**YOUR OBJECTIVE**
Recast all of the data below as a numbered list, skipping blank lines. Leave the pictures out of your answer.

-- Start DATA EXCERPTS --

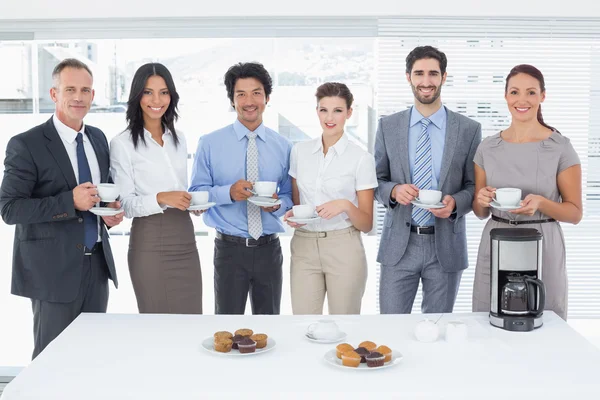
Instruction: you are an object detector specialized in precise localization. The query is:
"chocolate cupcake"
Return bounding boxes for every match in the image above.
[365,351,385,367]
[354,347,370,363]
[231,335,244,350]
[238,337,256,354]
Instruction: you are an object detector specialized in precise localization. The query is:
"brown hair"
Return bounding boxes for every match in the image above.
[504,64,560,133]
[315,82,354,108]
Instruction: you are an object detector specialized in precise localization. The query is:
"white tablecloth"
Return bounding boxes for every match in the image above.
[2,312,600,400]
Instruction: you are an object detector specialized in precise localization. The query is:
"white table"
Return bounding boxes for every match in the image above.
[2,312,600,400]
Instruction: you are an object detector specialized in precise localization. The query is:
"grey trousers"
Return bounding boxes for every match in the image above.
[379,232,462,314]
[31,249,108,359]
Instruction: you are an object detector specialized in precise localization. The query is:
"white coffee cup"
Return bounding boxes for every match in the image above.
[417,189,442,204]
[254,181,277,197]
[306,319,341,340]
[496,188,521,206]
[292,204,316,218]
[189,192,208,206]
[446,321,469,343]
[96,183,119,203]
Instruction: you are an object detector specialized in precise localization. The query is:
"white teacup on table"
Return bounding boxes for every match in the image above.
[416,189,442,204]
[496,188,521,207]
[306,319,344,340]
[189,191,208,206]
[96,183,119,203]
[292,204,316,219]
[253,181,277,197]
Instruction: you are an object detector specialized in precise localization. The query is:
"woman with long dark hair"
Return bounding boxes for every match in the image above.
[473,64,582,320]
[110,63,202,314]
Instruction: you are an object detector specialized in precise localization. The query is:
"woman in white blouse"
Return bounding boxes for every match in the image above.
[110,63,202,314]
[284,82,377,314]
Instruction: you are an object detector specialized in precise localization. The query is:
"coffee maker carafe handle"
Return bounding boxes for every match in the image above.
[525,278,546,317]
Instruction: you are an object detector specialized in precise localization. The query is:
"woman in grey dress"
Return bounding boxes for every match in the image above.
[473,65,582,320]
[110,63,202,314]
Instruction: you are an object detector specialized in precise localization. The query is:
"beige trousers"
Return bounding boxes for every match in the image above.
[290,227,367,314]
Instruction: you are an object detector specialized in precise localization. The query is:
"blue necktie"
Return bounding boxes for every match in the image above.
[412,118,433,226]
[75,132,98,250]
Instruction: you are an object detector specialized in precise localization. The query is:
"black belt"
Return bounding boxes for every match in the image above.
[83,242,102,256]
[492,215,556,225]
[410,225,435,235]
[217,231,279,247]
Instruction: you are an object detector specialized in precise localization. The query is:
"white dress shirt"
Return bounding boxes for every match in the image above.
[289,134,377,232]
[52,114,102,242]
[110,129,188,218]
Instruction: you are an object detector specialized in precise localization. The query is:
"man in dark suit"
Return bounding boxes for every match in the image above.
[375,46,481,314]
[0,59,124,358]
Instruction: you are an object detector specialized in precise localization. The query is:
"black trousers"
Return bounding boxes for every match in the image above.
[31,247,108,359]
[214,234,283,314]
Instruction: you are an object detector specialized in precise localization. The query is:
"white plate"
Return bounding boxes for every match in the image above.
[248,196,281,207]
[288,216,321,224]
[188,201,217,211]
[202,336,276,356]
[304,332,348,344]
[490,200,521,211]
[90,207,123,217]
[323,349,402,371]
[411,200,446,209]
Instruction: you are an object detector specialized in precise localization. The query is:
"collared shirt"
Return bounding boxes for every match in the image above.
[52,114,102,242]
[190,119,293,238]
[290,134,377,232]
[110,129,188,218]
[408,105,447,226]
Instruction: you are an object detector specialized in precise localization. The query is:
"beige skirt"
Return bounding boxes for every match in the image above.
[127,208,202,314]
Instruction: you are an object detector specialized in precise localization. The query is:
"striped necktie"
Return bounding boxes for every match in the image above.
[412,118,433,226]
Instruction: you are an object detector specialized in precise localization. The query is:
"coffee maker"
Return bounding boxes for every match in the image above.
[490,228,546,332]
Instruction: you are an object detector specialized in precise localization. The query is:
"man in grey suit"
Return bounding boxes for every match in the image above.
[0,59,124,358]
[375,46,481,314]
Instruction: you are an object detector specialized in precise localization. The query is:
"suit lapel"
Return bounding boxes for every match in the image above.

-- End DATA EXCERPTS --

**RESULT FOR THIS EXERCISE**
1. Instruction: you are an object detector specialized in precise localization. The query is:
2. "chocolate cupcake"
3. Return bounding boxes for every match in the image above.
4. [365,351,385,367]
5. [354,347,370,363]
6. [231,335,244,350]
7. [238,337,256,354]
8. Instruction: you are an object detector specialized in precise localization. The query is:
9. "brown hair"
10. Return bounding boxes for every match in the image above.
11. [504,64,560,133]
12. [315,82,354,108]
13. Instruction: you are an object detector specialized in precise localization. The query is:
14. "white tablecloth"
15. Return bounding boxes for every match in the image above.
16. [2,312,600,400]
17. Instruction: you are an object detector specialized in precise localization. The query is:
18. "white table"
19. Return bounding boxes for every match in the image above.
20. [2,312,600,400]
21. Instruction: you are an object detector specialized in precise localization. The query is:
22. "grey trousers"
23. Return bounding boxes for every match in the image above.
24. [379,232,462,314]
25. [31,249,108,359]
26. Instruction: you are an object detector specialized in precise localization. The query is:
27. "white coffee cup"
28. Return bounding boxes for every match in the image above.
29. [417,189,442,204]
30. [254,181,277,197]
31. [306,319,341,340]
32. [496,188,521,206]
33. [292,204,316,218]
34. [189,192,208,206]
35. [446,321,469,343]
36. [96,183,119,203]
37. Instruction: you are an object detector specialized in precise localization. The query is:
38. "white teacup on table"
39. Return bounding boxes for every match in the image above.
40. [416,189,442,204]
41. [496,188,521,207]
42. [306,319,344,340]
43. [189,191,208,206]
44. [96,183,119,203]
45. [292,204,316,219]
46. [253,181,277,197]
47. Instruction: you are an object detector specialized in precise localization. The query is:
48. "woman with long dark hair"
49. Return bounding boxes for every match in the image above.
50. [473,64,582,320]
51. [110,63,202,314]
52. Instruction: you are an object detector specialized in precise localization. The query is:
53. "woman in white blouse"
54. Return bounding boxes for every match in the image above.
55. [110,63,202,314]
56. [284,82,377,314]
57. Instruction: you are an object detector specialized in precise localization. The query is:
58. "coffee maker carafe handle"
59. Return bounding boxes for every match in the image above.
60. [525,278,546,317]
61. Instruction: you are an object detector specialized in precise localization. The query is:
62. "woman in grey dress"
63. Return bounding boxes for every match in the image above.
64. [473,65,582,320]
65. [110,63,202,314]
66. Instruction: you are an object detector specialized in precise localization. The query is:
67. "beige trousers"
68. Return bounding boxes for every match in the image above.
69. [290,227,367,314]
70. Instruction: you are an object detector specialized in precise localization. The query is:
71. "blue necktie"
72. Return bounding boxes for every match in the image above.
73. [412,118,433,226]
74. [75,132,98,250]
75. Instruction: you are an object detector specialized in precise localization. The query is:
76. "black belt"
77. Return bounding boxes for every match in the image above.
78. [83,242,102,256]
79. [492,215,556,225]
80. [410,225,435,235]
81. [217,231,279,247]
82. Instruction: you are an object detector specialized in precise localization. The query is:
83. "white dress shirt"
84. Return bounding boxes for every match in the image above.
85. [289,134,377,232]
86. [52,114,102,242]
87. [110,129,188,218]
88. Instruction: you are an object detector specialized in precise localization. The query is:
89. "man in dark suit"
90. Return bounding boxes for every match in the image above.
91. [375,46,481,314]
92. [0,59,124,358]
93. Instruction: you are an object detector specialized in precise localization. The query is:
94. "black trousers"
95. Return bounding boxes for every match in the image above.
96. [31,247,108,359]
97. [214,234,283,314]
98. Instruction: you are an object detector specialized in precise localization. The query is:
99. "white plate"
100. Return bounding boxes for every match in the image above.
101. [248,196,281,207]
102. [288,216,321,224]
103. [188,201,217,211]
104. [202,336,276,356]
105. [304,332,348,344]
106. [490,200,521,211]
107. [90,207,123,217]
108. [323,349,402,371]
109. [411,200,446,209]
110. Instruction: you are an object detector specialized in precise localization. The query is:
111. "collared shirt"
112. Return bounding boxes for every match in the image above.
113. [52,114,102,242]
114. [190,119,293,238]
115. [290,134,377,232]
116. [110,129,188,218]
117. [408,105,447,226]
118. Instruction: you are an object detector specialized in precise localization. The query is:
119. "beige skirt"
120. Return bounding boxes for every match in the image above.
121. [127,208,202,314]
122. Instruction: you are an object detector specialized in precise localization. The query is:
123. "striped necktie"
124. Return bounding boxes for every match in the image above.
125. [412,118,433,226]
126. Instruction: you are an object detector specialized in precise localization. The query is:
127. "coffee maker"
128. Return bounding boxes for every match in the image above.
129. [490,228,546,332]
130. Instruction: you are an object detector specialized in precise localization. The query is:
131. "man in grey suit"
132. Return bounding boxes for every match in the image above.
133. [0,59,124,358]
134. [375,46,481,314]
135. Instruction: you are an object detector specialized in precise localization. The query is:
136. "suit lapel"
137. Return bounding boxes for every match in the image above.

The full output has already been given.